─── Record excerpts

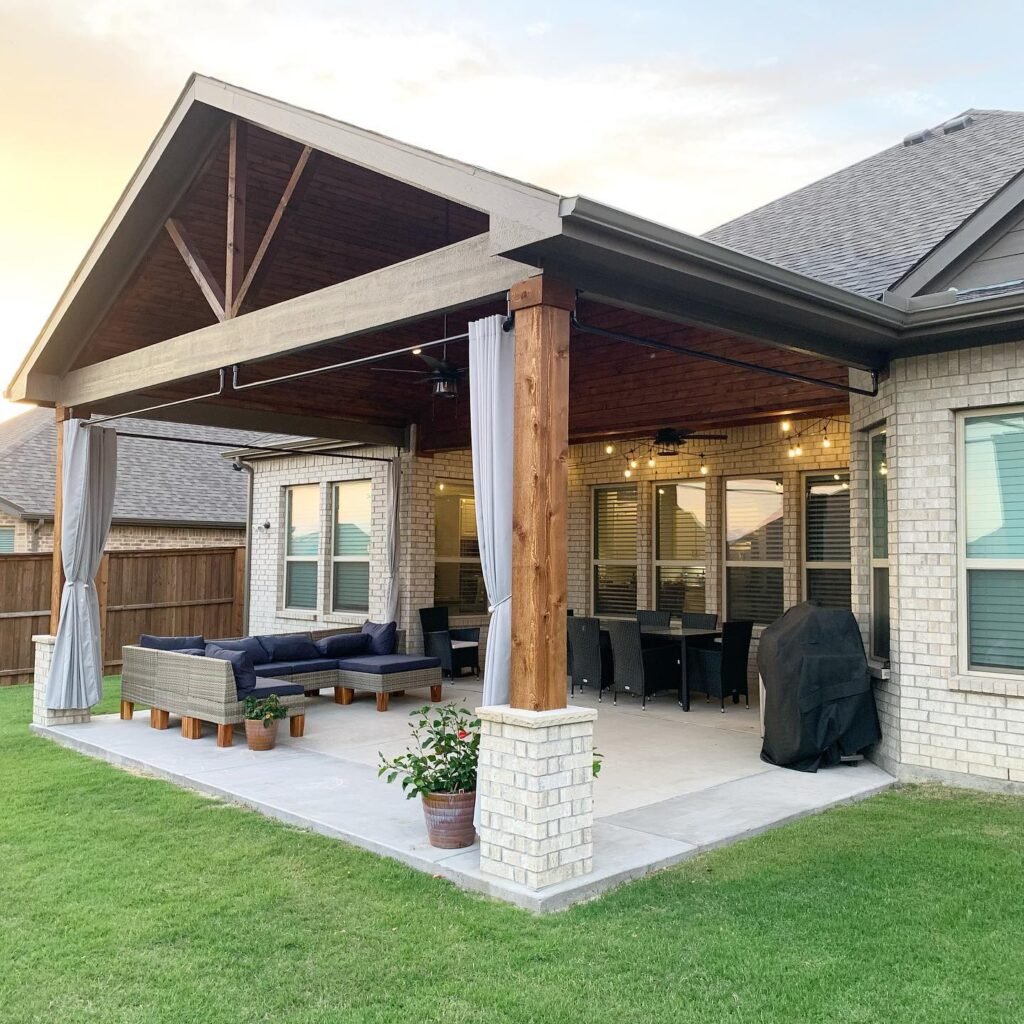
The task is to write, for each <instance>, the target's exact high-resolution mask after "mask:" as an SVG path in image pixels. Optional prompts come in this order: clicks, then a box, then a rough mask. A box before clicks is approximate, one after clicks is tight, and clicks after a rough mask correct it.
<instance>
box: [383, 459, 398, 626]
mask: <svg viewBox="0 0 1024 1024" xmlns="http://www.w3.org/2000/svg"><path fill="white" fill-rule="evenodd" d="M400 501H401V462H400V460H399V459H398V458H397V457H395V458H394V459H392V460H391V461H390V462H389V463H388V465H387V523H386V527H385V535H384V546H385V548H386V549H387V550H386V552H385V554H386V556H387V595H386V596H385V599H384V622H386V623H394V622H397V620H398V569H399V566H400V564H401V539H400V536H399V534H398V522H399V517H400V513H401V509H400V508H399V504H400Z"/></svg>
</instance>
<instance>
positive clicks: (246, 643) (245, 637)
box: [207, 637, 270, 665]
mask: <svg viewBox="0 0 1024 1024" xmlns="http://www.w3.org/2000/svg"><path fill="white" fill-rule="evenodd" d="M210 643H212V644H214V645H215V646H217V647H220V648H221V649H222V650H242V651H245V652H246V653H247V654H248V655H249V660H250V662H252V664H253V665H265V664H266V663H267V662H269V660H270V658H269V657H268V656H267V653H266V649H265V648H264V647H263V645H262V644H261V643H260V642H259V639H258V638H257V637H242V638H241V639H239V640H211V641H210ZM207 646H209V644H207Z"/></svg>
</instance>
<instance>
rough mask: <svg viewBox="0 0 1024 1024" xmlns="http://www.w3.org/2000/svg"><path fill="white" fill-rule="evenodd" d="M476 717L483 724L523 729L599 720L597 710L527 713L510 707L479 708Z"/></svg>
mask: <svg viewBox="0 0 1024 1024" xmlns="http://www.w3.org/2000/svg"><path fill="white" fill-rule="evenodd" d="M476 717H477V718H478V719H480V721H481V722H493V723H496V724H498V725H517V726H519V727H520V728H523V729H550V728H552V727H553V726H557V725H575V724H578V723H581V722H593V721H595V720H596V719H597V709H595V708H553V709H551V710H550V711H527V710H526V709H524V708H512V707H510V706H509V705H492V706H489V707H486V708H477V709H476Z"/></svg>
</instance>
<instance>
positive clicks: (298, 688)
mask: <svg viewBox="0 0 1024 1024" xmlns="http://www.w3.org/2000/svg"><path fill="white" fill-rule="evenodd" d="M271 693H275V694H276V695H278V696H279V697H294V696H298V695H299V694H300V693H305V690H304V689H303V688H302V685H301V683H276V684H274V683H271V682H270V681H269V680H266V681H264V682H262V683H261V684H260V685H259V686H257V687H256V689H254V690H252V691H251V692H250V693H247V694H246V696H247V697H256V698H257V699H260V698H262V697H268V696H269V695H270V694H271Z"/></svg>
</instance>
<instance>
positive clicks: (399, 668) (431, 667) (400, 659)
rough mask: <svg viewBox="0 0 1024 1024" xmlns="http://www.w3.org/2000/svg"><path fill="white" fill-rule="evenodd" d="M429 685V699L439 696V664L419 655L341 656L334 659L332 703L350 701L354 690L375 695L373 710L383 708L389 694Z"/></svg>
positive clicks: (344, 704) (433, 698)
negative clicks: (342, 656) (336, 682)
mask: <svg viewBox="0 0 1024 1024" xmlns="http://www.w3.org/2000/svg"><path fill="white" fill-rule="evenodd" d="M427 686H429V687H430V699H431V700H433V701H435V702H436V701H438V700H440V698H441V663H440V660H439V659H438V658H436V657H422V656H421V655H419V654H375V655H364V656H360V657H345V658H342V659H341V660H340V662H338V680H337V684H336V685H335V690H334V699H335V702H336V703H341V705H347V703H351V702H352V697H353V695H354V691H355V690H370V691H371V692H372V693H376V694H377V710H378V711H387V707H388V699H389V697H390V695H391V694H392V693H403V692H404V691H406V690H414V689H417V688H418V687H427Z"/></svg>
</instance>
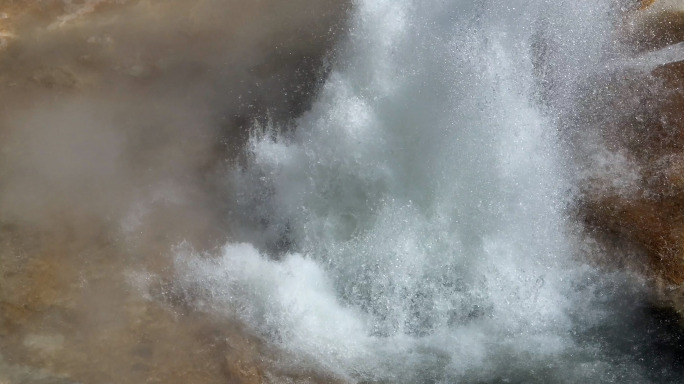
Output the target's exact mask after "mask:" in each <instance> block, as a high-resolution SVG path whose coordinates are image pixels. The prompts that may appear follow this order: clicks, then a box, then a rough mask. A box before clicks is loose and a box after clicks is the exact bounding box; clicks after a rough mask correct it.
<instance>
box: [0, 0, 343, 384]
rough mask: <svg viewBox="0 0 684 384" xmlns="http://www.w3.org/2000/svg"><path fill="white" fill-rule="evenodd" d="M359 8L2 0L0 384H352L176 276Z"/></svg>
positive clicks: (58, 0) (217, 238) (199, 1)
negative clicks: (244, 141)
mask: <svg viewBox="0 0 684 384" xmlns="http://www.w3.org/2000/svg"><path fill="white" fill-rule="evenodd" d="M347 7H348V3H347V2H345V1H336V0H293V1H279V0H262V1H252V0H83V1H78V0H73V1H69V0H0V383H2V384H16V383H44V384H47V383H54V384H57V383H60V384H62V383H63V384H67V383H97V384H99V383H165V384H167V383H168V384H173V383H179V384H180V383H183V384H190V383H203V384H206V383H262V382H292V383H315V382H326V383H328V382H339V379H336V378H334V377H332V376H330V375H326V374H325V373H322V372H317V371H316V369H315V368H311V367H310V368H307V369H303V368H301V364H300V365H296V364H294V363H292V364H289V363H288V356H287V355H285V354H283V352H282V351H278V350H277V348H274V347H271V346H268V345H265V344H264V343H263V341H262V340H260V339H259V338H258V337H256V336H255V335H253V334H252V333H251V332H250V331H249V329H248V326H247V325H245V324H241V323H240V322H239V321H238V320H236V319H227V318H225V317H221V316H214V315H212V314H209V313H205V312H200V311H199V310H197V309H195V308H194V307H193V306H192V303H191V302H189V301H188V300H186V298H183V297H179V296H178V295H176V294H174V290H173V286H172V283H171V282H170V281H172V279H171V277H172V276H173V274H174V271H173V262H172V254H173V252H172V249H173V247H174V246H176V245H178V244H179V243H180V242H182V241H185V242H186V243H188V244H190V245H191V246H192V247H194V248H195V249H198V250H206V249H212V248H213V247H216V246H217V245H219V244H222V243H223V242H225V241H226V240H227V239H230V238H231V230H230V223H229V215H227V212H226V208H225V201H224V199H225V198H226V196H228V193H227V191H229V190H230V186H229V185H226V183H225V182H224V180H223V179H224V178H223V177H222V176H221V175H222V172H223V170H224V167H225V164H226V162H228V161H233V160H234V158H235V157H236V154H237V153H238V151H236V149H237V148H240V147H241V146H242V143H243V141H244V139H245V138H246V136H247V134H246V127H247V126H249V125H250V124H251V122H252V120H253V119H262V120H265V119H272V120H287V119H290V118H292V117H293V116H296V115H298V114H299V113H301V112H302V111H303V110H305V109H306V108H307V106H308V104H307V103H308V101H309V97H310V96H311V95H312V93H313V92H314V91H315V88H316V86H317V85H318V84H319V83H320V81H321V79H322V78H323V77H324V76H325V73H324V70H321V69H320V68H325V66H324V63H325V58H326V55H329V54H330V53H331V48H332V46H333V43H334V41H335V39H336V38H337V36H339V35H340V34H342V32H343V28H344V25H345V16H346V12H347ZM141 273H143V274H144V276H146V278H147V279H148V281H147V284H146V286H145V287H144V289H143V288H141V287H140V286H139V285H138V284H136V281H137V280H136V279H137V277H136V276H138V277H139V275H140V274H141ZM136 274H137V275H136ZM300 363H301V362H300ZM288 367H289V368H288Z"/></svg>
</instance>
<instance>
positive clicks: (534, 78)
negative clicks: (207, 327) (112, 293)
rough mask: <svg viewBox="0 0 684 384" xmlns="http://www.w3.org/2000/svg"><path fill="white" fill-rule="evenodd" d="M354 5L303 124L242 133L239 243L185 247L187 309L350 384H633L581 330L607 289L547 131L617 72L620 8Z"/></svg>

──────

The task ▸ Restate each entry word for word; pictures stay out of the copy.

Finished exercise ▸
The task is to write, for each <instance>, the target's exact high-resolution mask after "mask:" as an SVG path in image pixels. Optional prompts come in this order: clicks, then a box, then a rough mask. A box before clicks is approximate, one after clicks is tight, and clicks after a rough mask correct it.
<instance>
box: [383, 459, 398, 626]
mask: <svg viewBox="0 0 1024 1024" xmlns="http://www.w3.org/2000/svg"><path fill="white" fill-rule="evenodd" d="M400 501H401V462H400V460H399V459H398V458H397V457H395V458H394V459H392V460H391V461H390V462H389V463H388V465H387V523H386V527H385V535H384V546H385V548H386V549H387V550H386V552H385V554H386V556H387V595H386V596H385V599H384V622H386V623H394V622H397V620H398V569H399V566H400V564H401V539H400V536H399V534H398V522H399V517H400V513H401V509H400V508H399V504H400Z"/></svg>
</instance>
<instance>
positive clicks: (246, 643) (245, 637)
box: [207, 637, 270, 665]
mask: <svg viewBox="0 0 1024 1024" xmlns="http://www.w3.org/2000/svg"><path fill="white" fill-rule="evenodd" d="M210 643H212V644H214V645H215V646H217V647H220V648H221V649H222V650H242V651H245V652H246V653H247V654H248V655H249V660H250V662H252V664H253V665H265V664H266V663H267V662H269V660H270V658H269V657H268V656H267V653H266V649H265V648H264V647H263V645H262V644H261V643H260V642H259V639H258V638H257V637H242V638H241V639H239V640H211V641H210ZM207 646H209V644H207Z"/></svg>
</instance>
<instance>
rough mask: <svg viewBox="0 0 1024 1024" xmlns="http://www.w3.org/2000/svg"><path fill="white" fill-rule="evenodd" d="M476 717L483 724L523 729L599 720L597 710L527 713L510 707L479 708Z"/></svg>
mask: <svg viewBox="0 0 1024 1024" xmlns="http://www.w3.org/2000/svg"><path fill="white" fill-rule="evenodd" d="M476 717H477V718H478V719H480V721H481V722H493V723H496V724H498V725H517V726H519V727H520V728H523V729H550V728H552V727H553V726H557V725H575V724H578V723H581V722H593V721H595V720H596V719H597V709H595V708H553V709H551V710H550V711H527V710H526V709H524V708H512V707H510V706H509V705H492V706H489V707H486V708H477V709H476Z"/></svg>
</instance>
<instance>
positive clicks: (298, 688)
mask: <svg viewBox="0 0 1024 1024" xmlns="http://www.w3.org/2000/svg"><path fill="white" fill-rule="evenodd" d="M271 693H275V694H276V695H278V696H279V697H294V696H298V695H299V694H300V693H305V690H304V689H303V688H302V685H301V683H276V684H274V683H271V682H270V681H269V680H266V681H264V682H262V683H261V684H260V685H259V686H257V687H256V689H254V690H252V691H251V692H250V693H247V694H246V696H247V697H256V698H257V699H260V698H262V697H268V696H269V695H270V694H271Z"/></svg>
</instance>
<instance>
positive clicks: (399, 668) (431, 667) (400, 659)
rough mask: <svg viewBox="0 0 1024 1024" xmlns="http://www.w3.org/2000/svg"><path fill="white" fill-rule="evenodd" d="M429 685V699L439 696V664L419 655L341 656L334 659L332 703L350 701L354 690L375 695L373 710L383 708L389 694Z"/></svg>
positive clicks: (344, 704) (433, 698)
negative clicks: (342, 656) (336, 682)
mask: <svg viewBox="0 0 1024 1024" xmlns="http://www.w3.org/2000/svg"><path fill="white" fill-rule="evenodd" d="M427 686H429V687H430V699H431V700H433V701H435V702H436V701H438V700H440V698H441V663H440V660H439V659H438V658H436V657H422V656H421V655H419V654H375V655H364V656H360V657H345V658H342V659H341V660H340V662H338V680H337V684H336V685H335V690H334V699H335V702H336V703H341V705H347V703H351V702H352V697H353V695H354V691H355V690H370V691H371V692H372V693H376V694H377V710H378V711H387V707H388V699H389V697H390V695H391V694H392V693H403V692H404V691H406V690H414V689H417V688H418V687H427Z"/></svg>
</instance>
Output the target's exact mask after "mask:" in each <instance> block, as a high-resolution SVG path whose coordinates are image pixels. The prompts that may appear follow this order: clicks, then a box, then a rough mask. A box before clicks is loose and a box after clicks is the exact bounding box; clicks after a rough mask correct it.
<instance>
box: [0, 0, 343, 384]
rough mask: <svg viewBox="0 0 684 384" xmlns="http://www.w3.org/2000/svg"><path fill="white" fill-rule="evenodd" d="M359 8L2 0L0 384H352L176 276Z"/></svg>
positive clicks: (58, 0) (217, 238) (199, 1)
negative clicks: (244, 141)
mask: <svg viewBox="0 0 684 384" xmlns="http://www.w3.org/2000/svg"><path fill="white" fill-rule="evenodd" d="M347 7H348V3H347V2H345V1H336V0H293V1H279V0H262V1H252V0H83V1H78V0H73V1H69V0H0V383H2V384H16V383H44V384H47V383H54V384H57V383H60V384H62V383H63V384H67V383H97V384H99V383H165V384H167V383H168V384H173V383H179V384H180V383H183V384H190V383H203V384H206V383H262V382H292V383H315V382H326V383H328V382H339V379H336V378H334V377H332V376H330V375H326V374H325V373H322V372H317V371H316V369H315V368H311V367H310V368H307V369H303V368H301V364H300V365H296V364H294V363H292V364H289V363H288V356H287V355H285V354H283V352H282V351H278V350H277V348H274V347H271V346H268V345H265V344H264V343H263V341H262V340H260V339H259V338H258V337H256V336H255V335H253V334H252V333H251V332H250V331H249V329H248V326H247V325H245V324H241V323H240V322H239V321H238V320H236V319H227V318H225V317H221V316H214V315H212V314H209V313H205V312H200V311H199V310H197V309H195V308H194V307H193V306H192V303H191V302H189V301H188V300H186V298H183V297H179V296H178V295H176V294H174V290H173V286H172V283H171V282H170V281H172V279H171V277H172V276H173V274H174V271H173V262H172V254H173V252H172V249H173V247H174V246H176V245H178V244H179V243H180V242H182V241H185V242H186V243H188V244H190V245H191V246H192V247H194V248H195V249H198V250H206V249H212V248H213V247H216V246H217V245H219V244H222V243H223V242H225V241H226V240H227V239H230V238H231V230H230V223H229V215H227V212H226V208H225V201H224V199H225V198H226V196H228V193H227V191H229V190H230V186H229V185H226V183H225V182H224V180H223V179H224V178H223V177H222V176H221V175H222V172H223V170H224V167H225V164H226V162H228V161H233V160H234V158H235V157H236V154H237V153H238V151H236V149H237V148H240V147H241V146H242V143H243V141H244V139H245V138H246V136H247V134H246V127H247V126H249V125H250V124H251V122H252V120H253V119H262V120H265V119H272V120H287V119H290V118H292V117H293V116H296V115H298V114H299V113H301V112H302V111H303V110H305V109H306V108H307V106H308V104H307V103H308V101H309V97H310V96H311V95H312V93H313V92H314V91H315V88H316V86H317V85H318V84H319V83H320V81H321V79H322V78H323V77H324V76H325V73H324V70H321V69H320V68H325V66H324V63H325V58H326V55H329V54H330V53H331V48H332V46H333V43H334V41H335V39H336V38H337V36H339V35H340V34H342V32H343V28H344V25H345V16H346V12H347ZM141 273H143V274H144V276H146V278H147V279H148V281H147V284H146V286H145V287H144V289H143V288H141V287H140V286H139V285H138V284H136V281H137V280H136V279H137V277H136V276H138V277H139V275H140V274H141ZM136 274H137V275H136ZM300 363H301V362H300ZM288 367H289V368H288Z"/></svg>
</instance>
<instance>
positive clicks: (534, 78)
negative clicks: (207, 327) (112, 293)
rough mask: <svg viewBox="0 0 684 384" xmlns="http://www.w3.org/2000/svg"><path fill="white" fill-rule="evenodd" d="M354 5L303 124L242 133L239 243L185 247L187 309L350 384H633L581 330L607 289L547 131L617 72L620 8Z"/></svg>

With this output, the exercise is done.